§ **EXERCISE BRIEF**: Please print the data that follows, keeping every line exact.

§ **THE INPUT**:
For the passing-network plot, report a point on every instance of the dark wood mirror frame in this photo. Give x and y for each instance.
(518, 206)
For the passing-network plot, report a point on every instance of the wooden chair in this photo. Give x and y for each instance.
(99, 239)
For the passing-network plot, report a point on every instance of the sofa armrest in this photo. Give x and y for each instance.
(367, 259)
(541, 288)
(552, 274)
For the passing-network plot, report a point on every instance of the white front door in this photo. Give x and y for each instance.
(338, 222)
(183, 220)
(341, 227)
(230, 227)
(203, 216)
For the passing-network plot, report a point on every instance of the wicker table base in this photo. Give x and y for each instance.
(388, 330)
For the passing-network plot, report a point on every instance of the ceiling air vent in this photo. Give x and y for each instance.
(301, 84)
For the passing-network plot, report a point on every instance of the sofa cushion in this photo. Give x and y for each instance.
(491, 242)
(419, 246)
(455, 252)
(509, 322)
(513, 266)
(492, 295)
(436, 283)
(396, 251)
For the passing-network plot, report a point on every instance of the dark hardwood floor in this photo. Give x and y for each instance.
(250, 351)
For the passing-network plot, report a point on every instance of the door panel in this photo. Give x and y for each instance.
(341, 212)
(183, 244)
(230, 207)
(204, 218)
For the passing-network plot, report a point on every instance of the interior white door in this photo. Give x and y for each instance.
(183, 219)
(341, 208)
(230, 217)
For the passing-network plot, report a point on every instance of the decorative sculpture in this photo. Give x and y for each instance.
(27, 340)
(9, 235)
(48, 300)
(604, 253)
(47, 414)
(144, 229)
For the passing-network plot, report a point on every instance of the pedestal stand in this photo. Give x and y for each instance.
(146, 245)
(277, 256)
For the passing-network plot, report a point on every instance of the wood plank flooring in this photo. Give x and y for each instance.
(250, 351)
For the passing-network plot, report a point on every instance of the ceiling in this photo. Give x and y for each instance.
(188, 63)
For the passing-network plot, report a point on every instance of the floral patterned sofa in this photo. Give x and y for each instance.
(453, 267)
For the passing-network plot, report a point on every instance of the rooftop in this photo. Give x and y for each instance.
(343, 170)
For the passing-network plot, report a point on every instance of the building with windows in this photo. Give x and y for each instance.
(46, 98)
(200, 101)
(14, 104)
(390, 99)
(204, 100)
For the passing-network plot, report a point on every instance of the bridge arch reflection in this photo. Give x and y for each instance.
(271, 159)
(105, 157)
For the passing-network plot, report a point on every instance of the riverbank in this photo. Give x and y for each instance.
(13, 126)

§ **ANSWER TO THE PROBLEM**:
For the passing-network plot, report a point on every instance of the dark wood mirror frame in this photo. Give x and y for each instance.
(518, 206)
For the passing-network plot, report a point on every instance of the wooden chair in this photo. Give x and y for each instance.
(99, 239)
For the passing-network plot, report a point on every instance of the sofa armrest in this photo. Give x and y for each instance.
(367, 259)
(541, 288)
(552, 274)
For the passing-network plot, report a point on every instance of the white front door in this photo. Give x and y for each instance.
(338, 222)
(183, 220)
(341, 227)
(230, 227)
(203, 216)
For the passing-network plot, report a point on every instance of the wicker table base in this photo. Give x and y for each instance.
(388, 330)
For the passing-network plot, report a point on every instance of the ceiling air vent in this photo. Give x and y for each instance.
(301, 84)
For the passing-network plot, report a point on every instance of the sofa cushion in this photo. Give x and y for each instance.
(491, 242)
(419, 246)
(455, 252)
(509, 322)
(513, 266)
(492, 295)
(436, 283)
(396, 251)
For the passing-network plot, report a point on every instance of the dark hardwood floor in this photo. Give x and y for each instance.
(250, 351)
For the passing-network plot, report a point on every instance of the door panel in this photo. Give x and y for each instance.
(341, 212)
(183, 244)
(230, 207)
(204, 218)
For the passing-network plot, report a point on every instance of the interior white door in this photo. Give x and y for each instance.
(183, 219)
(341, 208)
(230, 217)
For the passing-network plot, report a point on every instance of the decorative sculpture in this photo. Give x and y for each instance.
(27, 340)
(9, 235)
(48, 300)
(604, 253)
(47, 414)
(144, 229)
For the passing-network plot, report a point on every instance of the pedestal stand in this photo. Give x and y for each instance.
(146, 245)
(277, 256)
For the passing-network plot, report a point on every instance of the wood plank flooring in this photo. Give x and y for each instance.
(250, 351)
For the passing-network plot, report a point on every instance of the ceiling in this photo. Give x and y for each instance.
(188, 63)
For the passing-network plot, report a point on every instance of the floral patterned sofa in this photo. Give x and y for each instance.
(453, 267)
For the passing-network plot, report a point on every instance of the rooftop in this photo. Give x and y for each instance.
(343, 170)
For the passing-network plot, report a point on every instance of the building with windows in this photo. Give x and y for each instance.
(46, 98)
(200, 101)
(14, 104)
(390, 99)
(204, 100)
For the passing-network plot, report a point on every instance of the bridge arch reflection in this photo. Give x and y for each instance.
(271, 159)
(105, 157)
For the passing-network plot, report a point on every instance of the riverbank in this photo. Give x and y for each instance.
(13, 126)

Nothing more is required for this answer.